• Set exercise: Write out, word for word, the stretch of entries from the line containing "of the white" through the end of the entries, with both ends included.

BEGIN

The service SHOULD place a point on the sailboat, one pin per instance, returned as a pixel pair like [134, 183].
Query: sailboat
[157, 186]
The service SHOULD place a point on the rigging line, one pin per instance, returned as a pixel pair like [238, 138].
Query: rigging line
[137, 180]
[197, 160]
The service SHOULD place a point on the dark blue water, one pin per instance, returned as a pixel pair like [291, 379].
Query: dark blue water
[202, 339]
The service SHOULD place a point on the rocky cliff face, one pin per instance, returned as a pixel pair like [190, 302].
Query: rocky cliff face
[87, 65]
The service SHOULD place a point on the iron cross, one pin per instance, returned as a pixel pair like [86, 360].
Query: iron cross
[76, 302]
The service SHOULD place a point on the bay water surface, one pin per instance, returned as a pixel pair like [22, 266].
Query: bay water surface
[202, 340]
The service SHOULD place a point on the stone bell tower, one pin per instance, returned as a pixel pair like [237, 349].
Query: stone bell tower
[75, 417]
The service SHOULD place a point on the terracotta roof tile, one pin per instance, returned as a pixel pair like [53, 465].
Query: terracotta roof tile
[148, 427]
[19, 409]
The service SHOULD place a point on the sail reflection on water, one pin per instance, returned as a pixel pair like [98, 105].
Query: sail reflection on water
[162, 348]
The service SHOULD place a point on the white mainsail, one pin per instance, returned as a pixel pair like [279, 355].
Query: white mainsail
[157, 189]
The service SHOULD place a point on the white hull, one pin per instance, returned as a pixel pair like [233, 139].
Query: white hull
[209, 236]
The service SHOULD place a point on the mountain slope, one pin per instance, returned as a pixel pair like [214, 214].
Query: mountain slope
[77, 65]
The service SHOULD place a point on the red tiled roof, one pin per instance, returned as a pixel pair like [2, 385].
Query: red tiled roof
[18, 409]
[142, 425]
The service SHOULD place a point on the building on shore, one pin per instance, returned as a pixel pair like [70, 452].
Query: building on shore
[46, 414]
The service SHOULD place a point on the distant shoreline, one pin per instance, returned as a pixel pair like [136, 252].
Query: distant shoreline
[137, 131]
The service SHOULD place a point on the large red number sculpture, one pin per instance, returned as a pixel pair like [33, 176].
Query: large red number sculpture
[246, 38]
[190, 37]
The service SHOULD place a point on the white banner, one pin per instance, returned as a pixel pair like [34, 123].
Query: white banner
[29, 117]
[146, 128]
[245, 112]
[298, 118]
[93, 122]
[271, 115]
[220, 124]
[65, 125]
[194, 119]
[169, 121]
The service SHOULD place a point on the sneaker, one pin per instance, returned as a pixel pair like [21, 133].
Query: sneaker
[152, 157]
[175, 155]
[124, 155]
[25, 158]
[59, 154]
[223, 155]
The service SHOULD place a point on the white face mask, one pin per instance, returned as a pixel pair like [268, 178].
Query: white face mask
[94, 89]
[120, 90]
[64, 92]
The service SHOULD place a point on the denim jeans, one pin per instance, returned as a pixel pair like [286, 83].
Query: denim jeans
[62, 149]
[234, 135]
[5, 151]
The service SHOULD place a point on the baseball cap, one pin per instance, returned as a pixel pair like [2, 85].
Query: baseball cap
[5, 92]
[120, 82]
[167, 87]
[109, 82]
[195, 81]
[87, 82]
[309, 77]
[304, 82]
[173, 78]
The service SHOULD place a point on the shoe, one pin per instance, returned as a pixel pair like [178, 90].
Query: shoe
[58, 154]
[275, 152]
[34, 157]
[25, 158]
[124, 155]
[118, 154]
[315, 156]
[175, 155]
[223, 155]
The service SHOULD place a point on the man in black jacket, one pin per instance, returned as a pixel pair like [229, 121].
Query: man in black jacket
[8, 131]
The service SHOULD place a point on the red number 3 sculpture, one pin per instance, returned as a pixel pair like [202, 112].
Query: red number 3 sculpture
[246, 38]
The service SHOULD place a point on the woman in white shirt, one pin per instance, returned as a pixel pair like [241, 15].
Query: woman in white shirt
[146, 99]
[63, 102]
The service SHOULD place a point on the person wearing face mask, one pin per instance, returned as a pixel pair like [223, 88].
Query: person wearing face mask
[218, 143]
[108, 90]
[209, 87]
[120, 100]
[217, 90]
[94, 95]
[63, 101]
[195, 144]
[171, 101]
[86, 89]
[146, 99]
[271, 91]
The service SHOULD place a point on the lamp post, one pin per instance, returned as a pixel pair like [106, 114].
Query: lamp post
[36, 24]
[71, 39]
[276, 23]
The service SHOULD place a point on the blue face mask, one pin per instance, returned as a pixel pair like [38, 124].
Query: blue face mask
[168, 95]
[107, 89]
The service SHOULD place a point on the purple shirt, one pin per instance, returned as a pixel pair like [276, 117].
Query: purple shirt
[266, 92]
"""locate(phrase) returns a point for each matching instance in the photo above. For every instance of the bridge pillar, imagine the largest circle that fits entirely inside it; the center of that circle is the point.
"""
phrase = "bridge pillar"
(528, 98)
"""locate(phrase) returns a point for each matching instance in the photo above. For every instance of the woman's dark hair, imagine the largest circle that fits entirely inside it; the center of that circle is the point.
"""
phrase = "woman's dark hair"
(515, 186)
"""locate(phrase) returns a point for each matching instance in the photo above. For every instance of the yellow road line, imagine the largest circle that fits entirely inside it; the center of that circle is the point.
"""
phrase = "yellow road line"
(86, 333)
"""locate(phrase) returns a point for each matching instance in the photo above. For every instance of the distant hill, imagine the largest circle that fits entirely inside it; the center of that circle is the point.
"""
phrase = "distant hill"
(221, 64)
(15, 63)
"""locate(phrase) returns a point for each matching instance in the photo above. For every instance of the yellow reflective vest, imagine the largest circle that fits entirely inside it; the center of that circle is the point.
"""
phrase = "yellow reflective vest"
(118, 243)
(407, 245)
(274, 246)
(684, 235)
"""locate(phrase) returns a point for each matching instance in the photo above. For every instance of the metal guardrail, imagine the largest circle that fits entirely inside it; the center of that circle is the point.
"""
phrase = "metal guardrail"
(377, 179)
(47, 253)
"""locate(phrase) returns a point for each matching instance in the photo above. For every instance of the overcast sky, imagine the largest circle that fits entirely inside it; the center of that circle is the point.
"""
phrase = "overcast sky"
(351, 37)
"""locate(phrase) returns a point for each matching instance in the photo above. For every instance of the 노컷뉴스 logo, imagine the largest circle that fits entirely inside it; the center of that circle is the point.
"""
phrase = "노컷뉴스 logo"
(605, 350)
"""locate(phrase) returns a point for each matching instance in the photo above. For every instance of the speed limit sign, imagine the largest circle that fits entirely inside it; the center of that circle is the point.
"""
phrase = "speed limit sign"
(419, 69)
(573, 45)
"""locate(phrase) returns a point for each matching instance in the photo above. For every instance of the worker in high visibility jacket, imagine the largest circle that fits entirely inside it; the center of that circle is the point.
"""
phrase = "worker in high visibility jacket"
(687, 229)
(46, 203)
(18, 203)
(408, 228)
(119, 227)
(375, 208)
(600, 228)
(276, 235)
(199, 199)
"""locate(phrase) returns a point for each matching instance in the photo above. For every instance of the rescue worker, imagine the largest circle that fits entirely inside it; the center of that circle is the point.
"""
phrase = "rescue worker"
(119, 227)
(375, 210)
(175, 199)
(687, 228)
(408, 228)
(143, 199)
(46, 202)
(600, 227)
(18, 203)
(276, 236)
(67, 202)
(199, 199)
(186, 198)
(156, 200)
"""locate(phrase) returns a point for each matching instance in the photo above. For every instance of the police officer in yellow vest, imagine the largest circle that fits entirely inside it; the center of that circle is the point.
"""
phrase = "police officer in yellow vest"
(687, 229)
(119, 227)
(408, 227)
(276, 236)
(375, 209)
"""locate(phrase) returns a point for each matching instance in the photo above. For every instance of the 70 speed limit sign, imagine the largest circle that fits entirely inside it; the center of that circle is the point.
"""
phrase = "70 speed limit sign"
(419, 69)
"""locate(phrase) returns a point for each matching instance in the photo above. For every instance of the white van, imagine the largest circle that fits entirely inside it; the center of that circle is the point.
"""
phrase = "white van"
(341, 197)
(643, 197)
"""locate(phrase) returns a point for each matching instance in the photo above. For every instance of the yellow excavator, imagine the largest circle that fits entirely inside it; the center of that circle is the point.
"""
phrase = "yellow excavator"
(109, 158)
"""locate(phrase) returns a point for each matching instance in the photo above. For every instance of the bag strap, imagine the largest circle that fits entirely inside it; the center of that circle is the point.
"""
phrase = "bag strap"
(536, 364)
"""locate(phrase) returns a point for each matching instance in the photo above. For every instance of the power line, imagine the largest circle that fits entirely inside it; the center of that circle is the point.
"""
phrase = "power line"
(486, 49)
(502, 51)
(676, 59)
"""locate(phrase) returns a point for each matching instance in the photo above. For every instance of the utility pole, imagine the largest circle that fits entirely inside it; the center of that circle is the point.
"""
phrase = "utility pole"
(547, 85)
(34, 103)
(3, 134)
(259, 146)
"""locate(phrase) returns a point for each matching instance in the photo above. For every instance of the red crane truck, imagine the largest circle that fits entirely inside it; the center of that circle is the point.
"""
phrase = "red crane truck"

END

• Answer to the problem:
"""locate(phrase) returns a point for each matching instance in the photo above. For every instance of the white van, imagine the largest circle that fits entirely inside it; the center of that circle is the point.
"""
phrase = "white van"
(341, 197)
(643, 197)
"""locate(phrase) returns a point for each matching instance in the photo above. For every instance of the yellow excavator, imagine the largest circle that fits entirely inside it; the center of that circle is the point.
"""
phrase = "yellow excavator"
(109, 158)
"""locate(phrase) returns a point for each matching instance in the photo above. For every instance of the bag strap, imagine the largest circle that fits entirely inside it; the center of that circle is the point.
"""
phrase = "bag strap"
(536, 364)
"""locate(phrase) returns a point for each matching instance in the photo above. For every instance of the power line, imagine the largest circle that fits entirely inside it; the center of that circle is the point.
"""
phrase = "power line"
(486, 49)
(502, 51)
(676, 59)
"""locate(phrase) returns a point for each matching instance in the photo above. For every instance of the utility pole, imagine the largest circle that fits entirely inside it; the center of that circle is the point.
"""
phrase = "utility pole"
(547, 85)
(34, 103)
(3, 134)
(259, 146)
"""locate(phrase) returns a point for each matching instance in the photo above. For every instance of the red crane truck, imagine the largest circle that fits entirely inside it; the center of that circle is the point.
"""
phrase = "red crane truck"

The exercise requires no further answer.